Exercise details: Type every record exactly as it appears.

— Start of Records for this task —

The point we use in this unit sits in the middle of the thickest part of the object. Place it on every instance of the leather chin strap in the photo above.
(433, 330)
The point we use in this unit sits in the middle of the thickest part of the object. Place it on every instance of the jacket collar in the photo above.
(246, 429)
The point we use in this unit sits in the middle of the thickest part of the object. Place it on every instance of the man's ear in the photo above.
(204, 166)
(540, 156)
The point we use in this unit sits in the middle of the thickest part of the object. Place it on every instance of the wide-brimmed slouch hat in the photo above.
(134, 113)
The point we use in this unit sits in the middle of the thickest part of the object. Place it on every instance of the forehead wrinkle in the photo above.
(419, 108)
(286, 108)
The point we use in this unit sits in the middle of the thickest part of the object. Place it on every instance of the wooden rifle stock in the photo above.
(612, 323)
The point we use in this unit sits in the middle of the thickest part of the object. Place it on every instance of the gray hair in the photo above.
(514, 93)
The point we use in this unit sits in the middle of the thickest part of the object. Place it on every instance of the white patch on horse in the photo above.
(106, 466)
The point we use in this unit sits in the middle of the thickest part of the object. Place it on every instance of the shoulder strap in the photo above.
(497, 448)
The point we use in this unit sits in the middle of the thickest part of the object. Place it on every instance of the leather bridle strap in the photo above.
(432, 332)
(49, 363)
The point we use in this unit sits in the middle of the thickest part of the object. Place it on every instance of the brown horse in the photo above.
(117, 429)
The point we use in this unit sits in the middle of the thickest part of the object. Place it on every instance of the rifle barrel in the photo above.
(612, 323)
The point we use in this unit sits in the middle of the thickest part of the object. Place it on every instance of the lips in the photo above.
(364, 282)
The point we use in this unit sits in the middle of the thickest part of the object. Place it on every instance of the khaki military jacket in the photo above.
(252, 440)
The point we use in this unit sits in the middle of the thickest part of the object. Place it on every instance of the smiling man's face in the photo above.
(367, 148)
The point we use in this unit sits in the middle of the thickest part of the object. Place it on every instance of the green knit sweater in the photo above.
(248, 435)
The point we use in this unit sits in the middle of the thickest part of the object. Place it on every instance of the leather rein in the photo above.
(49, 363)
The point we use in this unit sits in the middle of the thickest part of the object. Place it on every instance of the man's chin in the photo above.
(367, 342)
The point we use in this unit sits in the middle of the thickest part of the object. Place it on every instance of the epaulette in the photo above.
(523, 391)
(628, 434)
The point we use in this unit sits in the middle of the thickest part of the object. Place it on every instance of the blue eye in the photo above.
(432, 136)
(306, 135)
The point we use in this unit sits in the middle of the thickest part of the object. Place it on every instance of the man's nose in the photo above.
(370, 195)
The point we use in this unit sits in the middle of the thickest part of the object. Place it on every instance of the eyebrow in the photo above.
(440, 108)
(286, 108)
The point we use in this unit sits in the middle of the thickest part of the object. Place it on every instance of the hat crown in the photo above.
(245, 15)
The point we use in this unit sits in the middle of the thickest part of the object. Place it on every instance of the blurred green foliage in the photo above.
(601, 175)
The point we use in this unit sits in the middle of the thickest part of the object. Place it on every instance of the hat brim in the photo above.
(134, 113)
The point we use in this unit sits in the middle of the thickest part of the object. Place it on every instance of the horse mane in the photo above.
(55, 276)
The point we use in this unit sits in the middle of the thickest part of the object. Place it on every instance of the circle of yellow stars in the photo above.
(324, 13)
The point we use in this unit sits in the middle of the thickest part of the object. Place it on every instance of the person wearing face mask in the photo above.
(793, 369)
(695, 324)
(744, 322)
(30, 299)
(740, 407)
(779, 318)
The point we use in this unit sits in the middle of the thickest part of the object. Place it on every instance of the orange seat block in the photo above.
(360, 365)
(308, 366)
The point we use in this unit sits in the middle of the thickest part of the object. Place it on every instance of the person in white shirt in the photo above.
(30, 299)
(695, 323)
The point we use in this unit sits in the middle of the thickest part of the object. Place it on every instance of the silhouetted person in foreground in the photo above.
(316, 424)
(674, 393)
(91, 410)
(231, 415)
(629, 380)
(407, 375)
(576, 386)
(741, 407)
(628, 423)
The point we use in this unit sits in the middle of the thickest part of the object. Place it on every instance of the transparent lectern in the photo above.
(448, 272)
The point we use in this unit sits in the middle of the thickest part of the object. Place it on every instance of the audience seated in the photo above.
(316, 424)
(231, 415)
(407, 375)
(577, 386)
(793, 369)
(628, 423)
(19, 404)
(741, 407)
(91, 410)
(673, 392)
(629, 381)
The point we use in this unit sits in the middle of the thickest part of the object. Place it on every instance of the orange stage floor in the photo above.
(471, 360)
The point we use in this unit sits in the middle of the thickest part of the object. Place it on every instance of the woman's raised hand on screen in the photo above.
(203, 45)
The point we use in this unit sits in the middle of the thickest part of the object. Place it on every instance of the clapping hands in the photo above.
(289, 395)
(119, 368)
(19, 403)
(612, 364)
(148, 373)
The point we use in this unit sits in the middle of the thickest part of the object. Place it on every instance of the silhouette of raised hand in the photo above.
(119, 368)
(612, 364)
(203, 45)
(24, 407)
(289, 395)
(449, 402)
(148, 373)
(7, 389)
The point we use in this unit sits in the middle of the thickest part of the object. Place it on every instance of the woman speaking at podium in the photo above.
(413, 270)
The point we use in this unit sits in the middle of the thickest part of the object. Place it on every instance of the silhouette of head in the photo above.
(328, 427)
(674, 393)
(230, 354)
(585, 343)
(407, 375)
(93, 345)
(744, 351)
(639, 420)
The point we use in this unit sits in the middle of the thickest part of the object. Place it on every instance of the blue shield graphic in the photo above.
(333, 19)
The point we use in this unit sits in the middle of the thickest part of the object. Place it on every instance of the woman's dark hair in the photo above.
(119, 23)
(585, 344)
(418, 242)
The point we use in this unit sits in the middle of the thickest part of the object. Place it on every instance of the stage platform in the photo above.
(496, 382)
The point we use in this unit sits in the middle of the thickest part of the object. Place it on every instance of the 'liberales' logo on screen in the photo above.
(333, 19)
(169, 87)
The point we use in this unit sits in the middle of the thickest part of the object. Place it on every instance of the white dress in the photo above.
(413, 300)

— End of Records for this task —

Answer to the exercise:
The point we use in this unit sits in the middle of the thickest part of the object. Place it on every instance of the leather chin strap in the photo above.
(433, 330)
The point we use in this unit sits in the middle of the thickest part of the object. Place it on every instance of the jacket collar in the photo above.
(246, 429)
The point we use in this unit sits in the middle of the thickest part of the object. Place it on every instance of the man's ear in the photo above.
(204, 166)
(540, 156)
The point we use in this unit sits in the middle of the thickest part of the object. Place it on every instance of the wide-brimmed slouch hat in the photo above.
(134, 113)
The point we use in this unit sits in the middle of the thickest part of the object. Place it on every instance of the forehead wrinkle in the photo above.
(419, 108)
(286, 108)
The point we use in this unit sits in the middle of the thickest part of the object. Place it on every instance of the wooden rifle stock in the photo above.
(612, 323)
The point we use in this unit sits in the middle of the thickest part of the object. Place it on every instance of the gray hair in the photo above.
(514, 93)
The point we use in this unit sits in the middle of the thickest part of the object. Place it on every instance of the white patch on horse in the photo above.
(106, 466)
The point we use in this unit sits in the middle of the thickest part of the object. Place it on every instance of the shoulder strap in the photo above.
(497, 448)
The point we use in this unit sits in the middle of the thickest part of the object. Place it on every instance of the leather bridle strap in the photo above.
(432, 332)
(49, 363)
The point we use in this unit sits in the middle of the thickest part of the object. Place it on every instance of the brown horse in the photo above.
(117, 429)
The point we use in this unit sits in the middle of the thickest part of the object. Place it on every instance of the rifle barrel in the photo above.
(612, 323)
The point we use in this unit sits in the middle of the thickest part of the object. Place it on every instance of the lips in the photo above.
(364, 282)
The point we use in this unit sits in the middle of the thickest part of the object. Place it on every instance of the khaki military jacket in the photo above.
(252, 440)
The point we use in this unit sits in the middle of the thickest part of the object. Place it on every instance of the smiling man's face in the photo above.
(367, 148)
The point we use in this unit sits in the middle of the thickest part of the object. Place it on every instance of the green knit sweater in the photo above.
(248, 435)
The point we use in this unit sits in the middle of the thickest part of the object. Place it on every instance of the leather rein in the photo above.
(49, 363)
The point we use in this unit sits in the middle of the thickest part of the object. Place it on every instance of the man's chin in the photo above.
(367, 342)
The point we use in this unit sits in the middle of the thickest part of the object. Place it on every instance of the epaulette in the photo above.
(523, 391)
(628, 434)
The point we use in this unit sits in the middle of the thickest part of the object. Place it on every instance of the blue eye in the photo above.
(432, 136)
(306, 135)
The point we use in this unit sits in the middle of the thickest part of the object. Place it on every instance of the man's nose in the photo above.
(370, 195)
The point we use in this unit sits in the middle of the thickest part of the object. Place it on every instance of the eyebrow in the photo above.
(440, 108)
(286, 108)
The point we use in this unit sits in the middle of the thickest part of the object. Place it on every instance of the hat crown in the photo above.
(245, 15)
The point we use in this unit sits in the middle of the thickest part of the object. Place it on every instance of the blurred green foliage in the photo above.
(601, 175)
The point we use in this unit sits in the middle of the thickest part of the object. Place it on every instance of the hat brim in the photo above.
(134, 113)
The point we use in this unit sits in the middle of the thickest part of the object. Place it on every instance of the horse mane in the photo above.
(55, 276)
The point we use in this unit sits in the middle of the thickest part of the object. Place it on every instance of the circle of yellow stars in the photo above.
(324, 13)
The point we use in this unit sits in the middle of the thickest part of the object. Place it on every instance of the person wearing face mask in the photo above.
(793, 369)
(695, 324)
(744, 322)
(30, 299)
(740, 407)
(779, 318)
The point we use in this unit sits in the middle of the thickest part of the object. Place it on every instance of the orange seat block in the photo above.
(360, 365)
(308, 366)
The point we use in this unit sits in the middle of the thickest part of the object. Place it on every instance of the person in white shirt in the photo above.
(30, 299)
(695, 323)
The point we use in this unit sits in the middle of the thickest part of the object. Place it on every instance of the silhouetted person in foreground in the photo above.
(316, 424)
(674, 393)
(91, 410)
(231, 415)
(629, 380)
(407, 375)
(576, 386)
(741, 407)
(628, 423)
The point we use in this unit sits in the middle of the thickest part of the object. Place it on every instance of the transparent lectern in the photo above.
(448, 272)
The point we use in this unit sits in the middle of the thickest part of the object. Place it on every instance of the audience seated in the photo above.
(316, 424)
(231, 415)
(407, 375)
(577, 386)
(793, 369)
(628, 423)
(19, 404)
(741, 407)
(91, 410)
(673, 392)
(629, 381)
The point we use in this unit sits in the middle of the thickest part of the object. Place it on every instance of the orange stage floor in the photo above.
(471, 360)
The point we use in this unit sits in the middle of the thickest part of the object. Place it on every instance of the woman's raised hand on screen in the photo above.
(203, 45)
The point we use in this unit sits in the middle of the thickest part of the object. Place it on every instance of the clapping hands in the photo above.
(289, 395)
(119, 368)
(19, 403)
(612, 364)
(148, 373)
The point we use in this unit sits in the middle of the thickest part of the object. Place it on every instance of the silhouette of raised hand in the photo above.
(119, 368)
(612, 364)
(203, 45)
(24, 407)
(289, 395)
(449, 402)
(148, 373)
(7, 389)
The point we use in this unit sits in the middle of the thickest part of the object. Place it on every instance of the woman speaking at podium in the photo above.
(413, 270)
The point we use in this unit sits in the middle of the thickest part of the object. Place it on every instance of the silhouette of head in the photo above.
(328, 427)
(674, 393)
(230, 354)
(585, 343)
(407, 375)
(93, 345)
(744, 351)
(639, 420)
The point we use in this unit sits in the middle of the thickest part of the object. Place it on every instance of the blue shield graphic in the photo above.
(333, 19)
The point we use in this unit sits in the middle of the thickest part of the object. Place it on every instance of the woman's dark hair in the photo above.
(119, 23)
(585, 344)
(418, 242)
The point we use in this unit sits in the middle of the thickest part of the object. Place it on every instance of the stage platform in the photo above.
(496, 382)
The point we use in this unit sits in the middle of the thickest part of the object. Place it on every instance of the 'liberales' logo on screen in the photo above.
(333, 19)
(169, 87)
The point we use in this unit sits in the middle of the thickest part of the object. Place it on every instance of the white dress in the photo above.
(413, 300)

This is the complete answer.